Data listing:
%%
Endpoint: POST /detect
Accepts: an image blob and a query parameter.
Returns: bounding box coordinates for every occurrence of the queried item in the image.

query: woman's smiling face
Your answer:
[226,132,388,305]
%%
Rewrite the entries above as a numbered list, omitting any blank lines.

● **CORRECT RESPONSE**
1. Endpoint: POST /detect
2. Accepts: an image blob and a query parameter.
3. Returns: bounding box coordinates for every occurrence of the queried item in the image.
4. query: woman's smiling face
5. Your answer:
6. [226,132,388,305]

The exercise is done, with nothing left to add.